#### The records:
****************************************

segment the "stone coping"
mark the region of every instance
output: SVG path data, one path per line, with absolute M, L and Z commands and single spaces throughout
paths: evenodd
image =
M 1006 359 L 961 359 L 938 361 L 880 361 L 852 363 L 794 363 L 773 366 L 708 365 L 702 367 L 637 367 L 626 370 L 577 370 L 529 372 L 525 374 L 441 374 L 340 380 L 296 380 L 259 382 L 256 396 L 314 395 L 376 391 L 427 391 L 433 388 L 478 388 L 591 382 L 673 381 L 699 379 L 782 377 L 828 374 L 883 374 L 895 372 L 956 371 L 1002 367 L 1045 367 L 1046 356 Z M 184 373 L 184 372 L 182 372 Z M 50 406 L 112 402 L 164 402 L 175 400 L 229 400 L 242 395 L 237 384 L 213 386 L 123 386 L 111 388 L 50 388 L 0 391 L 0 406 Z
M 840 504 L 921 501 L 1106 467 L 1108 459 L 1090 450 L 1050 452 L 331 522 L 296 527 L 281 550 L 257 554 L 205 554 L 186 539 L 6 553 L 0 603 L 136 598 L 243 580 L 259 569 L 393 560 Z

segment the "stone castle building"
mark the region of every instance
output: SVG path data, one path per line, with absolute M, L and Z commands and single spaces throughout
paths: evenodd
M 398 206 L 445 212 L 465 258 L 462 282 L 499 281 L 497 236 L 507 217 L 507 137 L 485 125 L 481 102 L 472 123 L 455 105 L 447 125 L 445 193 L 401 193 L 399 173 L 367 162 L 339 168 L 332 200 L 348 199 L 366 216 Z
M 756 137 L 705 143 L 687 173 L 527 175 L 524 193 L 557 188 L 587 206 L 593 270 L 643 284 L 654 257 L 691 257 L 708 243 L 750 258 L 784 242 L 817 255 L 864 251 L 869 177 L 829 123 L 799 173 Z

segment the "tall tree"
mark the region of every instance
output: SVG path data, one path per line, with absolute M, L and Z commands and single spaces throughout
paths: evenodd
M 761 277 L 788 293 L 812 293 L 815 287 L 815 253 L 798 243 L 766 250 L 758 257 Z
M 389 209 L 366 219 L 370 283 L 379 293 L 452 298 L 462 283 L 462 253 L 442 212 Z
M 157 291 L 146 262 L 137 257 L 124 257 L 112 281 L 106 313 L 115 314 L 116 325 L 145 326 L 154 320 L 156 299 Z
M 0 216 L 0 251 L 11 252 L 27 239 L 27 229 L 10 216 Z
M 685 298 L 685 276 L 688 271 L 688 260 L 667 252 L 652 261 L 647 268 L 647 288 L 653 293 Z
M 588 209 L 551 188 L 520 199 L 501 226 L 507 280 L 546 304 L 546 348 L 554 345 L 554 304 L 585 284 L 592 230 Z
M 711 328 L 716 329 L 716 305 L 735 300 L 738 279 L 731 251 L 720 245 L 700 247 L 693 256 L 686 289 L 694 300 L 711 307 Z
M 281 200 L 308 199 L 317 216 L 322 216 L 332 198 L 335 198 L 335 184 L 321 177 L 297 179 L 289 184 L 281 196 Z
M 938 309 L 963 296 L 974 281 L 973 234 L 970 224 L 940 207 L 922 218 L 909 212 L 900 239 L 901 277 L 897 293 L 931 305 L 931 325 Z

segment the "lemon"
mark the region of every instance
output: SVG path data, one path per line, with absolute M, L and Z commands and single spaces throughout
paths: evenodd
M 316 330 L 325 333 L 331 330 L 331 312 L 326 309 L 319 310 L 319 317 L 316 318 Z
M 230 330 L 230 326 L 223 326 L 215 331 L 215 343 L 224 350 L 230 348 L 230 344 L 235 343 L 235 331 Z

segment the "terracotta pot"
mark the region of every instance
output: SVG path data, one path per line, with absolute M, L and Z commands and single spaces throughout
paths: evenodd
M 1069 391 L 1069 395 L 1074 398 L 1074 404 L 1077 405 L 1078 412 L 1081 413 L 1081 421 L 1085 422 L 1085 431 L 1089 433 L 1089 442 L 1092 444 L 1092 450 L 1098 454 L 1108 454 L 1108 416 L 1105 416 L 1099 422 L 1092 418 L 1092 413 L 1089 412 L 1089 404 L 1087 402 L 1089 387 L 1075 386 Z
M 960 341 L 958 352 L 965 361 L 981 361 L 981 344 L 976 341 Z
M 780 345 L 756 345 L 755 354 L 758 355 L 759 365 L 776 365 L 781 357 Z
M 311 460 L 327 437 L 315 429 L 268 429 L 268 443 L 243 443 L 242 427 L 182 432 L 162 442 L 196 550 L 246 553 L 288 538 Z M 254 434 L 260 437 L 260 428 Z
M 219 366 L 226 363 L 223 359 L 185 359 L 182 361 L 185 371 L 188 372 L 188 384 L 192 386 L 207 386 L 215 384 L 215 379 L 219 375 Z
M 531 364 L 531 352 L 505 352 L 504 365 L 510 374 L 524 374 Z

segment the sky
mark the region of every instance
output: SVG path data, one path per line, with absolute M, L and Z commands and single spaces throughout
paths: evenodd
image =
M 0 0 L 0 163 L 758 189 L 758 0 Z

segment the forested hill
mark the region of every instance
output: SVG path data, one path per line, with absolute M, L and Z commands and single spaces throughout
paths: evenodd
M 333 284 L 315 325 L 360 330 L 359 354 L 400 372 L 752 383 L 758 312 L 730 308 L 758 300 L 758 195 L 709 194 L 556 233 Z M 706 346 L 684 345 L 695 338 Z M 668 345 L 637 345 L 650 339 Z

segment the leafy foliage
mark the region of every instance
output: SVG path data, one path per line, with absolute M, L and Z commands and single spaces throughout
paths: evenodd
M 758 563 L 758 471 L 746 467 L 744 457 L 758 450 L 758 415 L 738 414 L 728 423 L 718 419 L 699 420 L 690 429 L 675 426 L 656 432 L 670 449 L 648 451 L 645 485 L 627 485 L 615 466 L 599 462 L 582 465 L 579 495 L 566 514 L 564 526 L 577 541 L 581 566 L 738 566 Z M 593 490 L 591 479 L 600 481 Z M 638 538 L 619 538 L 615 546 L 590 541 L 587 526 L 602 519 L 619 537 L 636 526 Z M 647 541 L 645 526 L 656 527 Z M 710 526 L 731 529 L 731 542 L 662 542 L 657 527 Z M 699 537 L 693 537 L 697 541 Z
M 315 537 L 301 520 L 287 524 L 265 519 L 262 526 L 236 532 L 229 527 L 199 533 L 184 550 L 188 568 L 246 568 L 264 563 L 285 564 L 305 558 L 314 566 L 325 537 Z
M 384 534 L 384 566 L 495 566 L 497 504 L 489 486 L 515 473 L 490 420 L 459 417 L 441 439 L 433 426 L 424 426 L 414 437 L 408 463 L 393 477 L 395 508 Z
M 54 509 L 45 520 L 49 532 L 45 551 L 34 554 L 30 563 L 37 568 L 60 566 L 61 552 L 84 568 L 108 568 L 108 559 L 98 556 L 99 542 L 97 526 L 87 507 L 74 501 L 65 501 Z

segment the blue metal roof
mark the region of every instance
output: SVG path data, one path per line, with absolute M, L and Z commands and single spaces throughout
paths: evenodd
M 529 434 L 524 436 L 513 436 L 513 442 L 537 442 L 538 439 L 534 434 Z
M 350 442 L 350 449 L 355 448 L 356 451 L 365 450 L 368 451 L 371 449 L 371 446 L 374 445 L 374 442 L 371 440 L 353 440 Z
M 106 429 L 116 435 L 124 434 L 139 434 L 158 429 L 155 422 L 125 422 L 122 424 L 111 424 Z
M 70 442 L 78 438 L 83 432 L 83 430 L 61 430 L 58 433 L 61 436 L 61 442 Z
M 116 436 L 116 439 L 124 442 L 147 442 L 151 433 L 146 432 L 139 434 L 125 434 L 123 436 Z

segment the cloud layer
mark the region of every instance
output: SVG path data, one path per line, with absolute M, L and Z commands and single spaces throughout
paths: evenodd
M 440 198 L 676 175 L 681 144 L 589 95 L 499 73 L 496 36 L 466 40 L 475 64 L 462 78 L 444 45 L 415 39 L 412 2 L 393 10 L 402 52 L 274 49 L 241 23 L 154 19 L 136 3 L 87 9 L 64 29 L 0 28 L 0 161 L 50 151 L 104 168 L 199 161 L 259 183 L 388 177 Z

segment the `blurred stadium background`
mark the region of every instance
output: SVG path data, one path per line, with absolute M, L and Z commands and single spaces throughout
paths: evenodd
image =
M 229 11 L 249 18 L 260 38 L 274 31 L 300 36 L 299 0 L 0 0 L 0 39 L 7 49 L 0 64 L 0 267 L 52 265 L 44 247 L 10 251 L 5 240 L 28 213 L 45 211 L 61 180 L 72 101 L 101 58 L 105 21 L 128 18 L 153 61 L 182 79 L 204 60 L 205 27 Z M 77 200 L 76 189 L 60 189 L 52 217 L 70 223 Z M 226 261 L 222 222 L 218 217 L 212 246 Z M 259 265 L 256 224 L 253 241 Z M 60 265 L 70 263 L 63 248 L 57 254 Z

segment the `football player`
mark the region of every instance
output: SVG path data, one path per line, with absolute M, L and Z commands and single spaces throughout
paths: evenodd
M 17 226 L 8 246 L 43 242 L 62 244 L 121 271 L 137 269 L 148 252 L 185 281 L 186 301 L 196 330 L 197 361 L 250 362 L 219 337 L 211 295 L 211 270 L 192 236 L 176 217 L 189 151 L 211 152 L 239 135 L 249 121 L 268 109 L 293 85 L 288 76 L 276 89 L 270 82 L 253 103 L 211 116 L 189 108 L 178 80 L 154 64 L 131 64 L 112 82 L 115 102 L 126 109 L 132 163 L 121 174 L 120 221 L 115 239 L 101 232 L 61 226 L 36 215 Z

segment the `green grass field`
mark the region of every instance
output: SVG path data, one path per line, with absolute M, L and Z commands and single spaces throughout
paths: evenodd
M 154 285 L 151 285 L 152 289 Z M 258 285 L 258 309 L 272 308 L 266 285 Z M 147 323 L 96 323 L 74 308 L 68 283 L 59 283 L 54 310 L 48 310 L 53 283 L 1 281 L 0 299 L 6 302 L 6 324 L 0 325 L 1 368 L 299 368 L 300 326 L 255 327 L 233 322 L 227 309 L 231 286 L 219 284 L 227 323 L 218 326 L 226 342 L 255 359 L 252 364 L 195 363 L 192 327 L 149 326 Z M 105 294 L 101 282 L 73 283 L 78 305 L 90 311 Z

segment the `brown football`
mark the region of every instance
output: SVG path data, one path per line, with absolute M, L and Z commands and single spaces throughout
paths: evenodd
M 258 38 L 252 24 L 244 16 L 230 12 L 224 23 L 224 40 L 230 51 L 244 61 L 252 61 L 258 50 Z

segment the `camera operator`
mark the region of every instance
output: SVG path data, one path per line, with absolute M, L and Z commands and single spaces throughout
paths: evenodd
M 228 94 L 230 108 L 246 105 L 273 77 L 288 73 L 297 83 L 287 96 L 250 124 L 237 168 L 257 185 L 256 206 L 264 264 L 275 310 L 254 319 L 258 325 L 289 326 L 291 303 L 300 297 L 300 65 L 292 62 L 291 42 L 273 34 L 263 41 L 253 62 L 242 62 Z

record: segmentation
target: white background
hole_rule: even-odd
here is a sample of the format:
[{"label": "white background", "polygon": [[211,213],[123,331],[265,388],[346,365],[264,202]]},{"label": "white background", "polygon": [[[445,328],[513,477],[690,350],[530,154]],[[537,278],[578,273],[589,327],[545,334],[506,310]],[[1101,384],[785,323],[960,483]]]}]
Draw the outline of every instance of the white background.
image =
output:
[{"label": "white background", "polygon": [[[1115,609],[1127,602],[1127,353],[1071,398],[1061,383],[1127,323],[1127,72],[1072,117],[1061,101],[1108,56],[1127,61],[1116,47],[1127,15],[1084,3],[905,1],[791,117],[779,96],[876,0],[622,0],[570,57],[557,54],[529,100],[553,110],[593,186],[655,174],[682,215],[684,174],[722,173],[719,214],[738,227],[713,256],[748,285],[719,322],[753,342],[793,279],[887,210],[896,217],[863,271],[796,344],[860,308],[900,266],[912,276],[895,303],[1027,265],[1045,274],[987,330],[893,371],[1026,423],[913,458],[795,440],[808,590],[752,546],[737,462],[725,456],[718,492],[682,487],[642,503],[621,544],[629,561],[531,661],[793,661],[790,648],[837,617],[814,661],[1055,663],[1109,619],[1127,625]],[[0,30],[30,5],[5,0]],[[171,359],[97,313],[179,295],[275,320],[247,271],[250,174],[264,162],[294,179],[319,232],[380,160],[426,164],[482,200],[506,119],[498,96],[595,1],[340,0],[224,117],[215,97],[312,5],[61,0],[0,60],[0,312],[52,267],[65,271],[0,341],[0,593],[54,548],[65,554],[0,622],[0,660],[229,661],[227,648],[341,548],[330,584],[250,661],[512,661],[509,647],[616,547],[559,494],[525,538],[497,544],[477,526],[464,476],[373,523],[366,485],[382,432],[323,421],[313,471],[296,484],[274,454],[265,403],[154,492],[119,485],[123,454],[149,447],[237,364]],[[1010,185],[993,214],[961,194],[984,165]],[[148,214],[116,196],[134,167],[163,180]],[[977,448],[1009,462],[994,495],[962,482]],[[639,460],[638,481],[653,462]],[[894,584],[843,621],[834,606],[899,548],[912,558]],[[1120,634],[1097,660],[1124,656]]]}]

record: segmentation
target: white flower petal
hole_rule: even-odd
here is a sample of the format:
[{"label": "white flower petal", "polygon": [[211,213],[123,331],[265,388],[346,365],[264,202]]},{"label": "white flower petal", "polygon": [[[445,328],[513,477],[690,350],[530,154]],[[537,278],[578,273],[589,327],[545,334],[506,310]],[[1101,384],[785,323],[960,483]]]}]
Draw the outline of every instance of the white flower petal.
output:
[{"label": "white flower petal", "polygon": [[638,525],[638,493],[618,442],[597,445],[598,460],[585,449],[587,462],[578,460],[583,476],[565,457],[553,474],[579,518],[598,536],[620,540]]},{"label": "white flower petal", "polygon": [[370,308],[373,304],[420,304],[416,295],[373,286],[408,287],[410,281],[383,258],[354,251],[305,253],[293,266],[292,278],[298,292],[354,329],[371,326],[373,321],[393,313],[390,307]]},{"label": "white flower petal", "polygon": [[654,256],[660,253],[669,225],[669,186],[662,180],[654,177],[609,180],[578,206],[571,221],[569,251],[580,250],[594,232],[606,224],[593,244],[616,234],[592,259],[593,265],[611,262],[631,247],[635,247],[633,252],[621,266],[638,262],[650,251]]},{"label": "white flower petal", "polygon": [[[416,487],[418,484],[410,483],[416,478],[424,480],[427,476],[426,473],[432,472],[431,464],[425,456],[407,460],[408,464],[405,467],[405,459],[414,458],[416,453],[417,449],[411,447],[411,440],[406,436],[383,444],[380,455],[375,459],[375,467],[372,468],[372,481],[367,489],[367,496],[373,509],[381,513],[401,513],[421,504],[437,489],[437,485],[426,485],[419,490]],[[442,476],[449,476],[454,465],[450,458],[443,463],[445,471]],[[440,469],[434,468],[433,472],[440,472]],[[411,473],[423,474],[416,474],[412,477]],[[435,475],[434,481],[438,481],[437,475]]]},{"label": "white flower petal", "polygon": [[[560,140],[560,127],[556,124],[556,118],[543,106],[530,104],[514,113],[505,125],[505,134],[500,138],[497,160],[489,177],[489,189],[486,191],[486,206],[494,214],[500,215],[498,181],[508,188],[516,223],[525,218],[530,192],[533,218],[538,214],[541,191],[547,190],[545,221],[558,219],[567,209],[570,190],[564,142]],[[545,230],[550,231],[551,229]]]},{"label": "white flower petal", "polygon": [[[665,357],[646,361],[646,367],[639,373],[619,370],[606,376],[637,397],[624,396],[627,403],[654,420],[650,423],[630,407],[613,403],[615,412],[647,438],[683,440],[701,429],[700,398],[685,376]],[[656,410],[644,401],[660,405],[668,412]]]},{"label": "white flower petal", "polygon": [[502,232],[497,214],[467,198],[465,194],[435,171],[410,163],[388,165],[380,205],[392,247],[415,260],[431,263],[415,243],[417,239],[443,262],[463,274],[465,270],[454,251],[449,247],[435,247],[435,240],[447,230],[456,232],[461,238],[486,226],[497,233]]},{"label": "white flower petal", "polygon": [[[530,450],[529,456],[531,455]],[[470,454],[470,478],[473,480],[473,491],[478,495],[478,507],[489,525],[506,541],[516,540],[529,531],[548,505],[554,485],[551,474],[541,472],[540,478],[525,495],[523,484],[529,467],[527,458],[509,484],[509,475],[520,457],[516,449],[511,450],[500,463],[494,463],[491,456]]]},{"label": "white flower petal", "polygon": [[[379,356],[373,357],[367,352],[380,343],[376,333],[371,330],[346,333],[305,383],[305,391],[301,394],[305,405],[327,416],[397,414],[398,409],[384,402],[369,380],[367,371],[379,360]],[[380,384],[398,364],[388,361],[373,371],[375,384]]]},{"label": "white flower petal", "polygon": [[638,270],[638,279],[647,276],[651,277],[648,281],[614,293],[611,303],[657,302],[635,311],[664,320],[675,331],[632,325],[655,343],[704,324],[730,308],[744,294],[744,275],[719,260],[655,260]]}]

****************************************

#### Exercise objective:
Present everything from the start of the items down to the line containing "M 1006 359 L" as a Markdown table with the columns "Row" and "Line", leaving out blank lines.

#### Exercise solution:
| Row | Line |
|---|---|
| 1 | segment the "stone coping" |
| 2 | mark the region of every instance |
| 3 | output: SVG path data, one path per line, with absolute M, L and Z commands and single spaces throughout |
| 4 | paths: evenodd |
| 5 | image = |
| 6 | M 1006 359 L 961 359 L 938 361 L 880 361 L 852 363 L 794 363 L 773 366 L 708 365 L 702 367 L 637 367 L 626 370 L 577 370 L 529 372 L 525 374 L 441 374 L 340 380 L 296 380 L 259 382 L 256 396 L 314 395 L 376 391 L 427 391 L 433 388 L 478 388 L 591 382 L 673 381 L 699 379 L 782 377 L 828 374 L 883 374 L 895 372 L 956 371 L 1002 367 L 1045 367 L 1046 356 Z M 184 373 L 184 372 L 182 372 Z M 50 406 L 112 402 L 164 402 L 175 400 L 229 400 L 242 395 L 237 384 L 213 386 L 123 386 L 111 388 L 50 388 L 0 391 L 0 406 Z |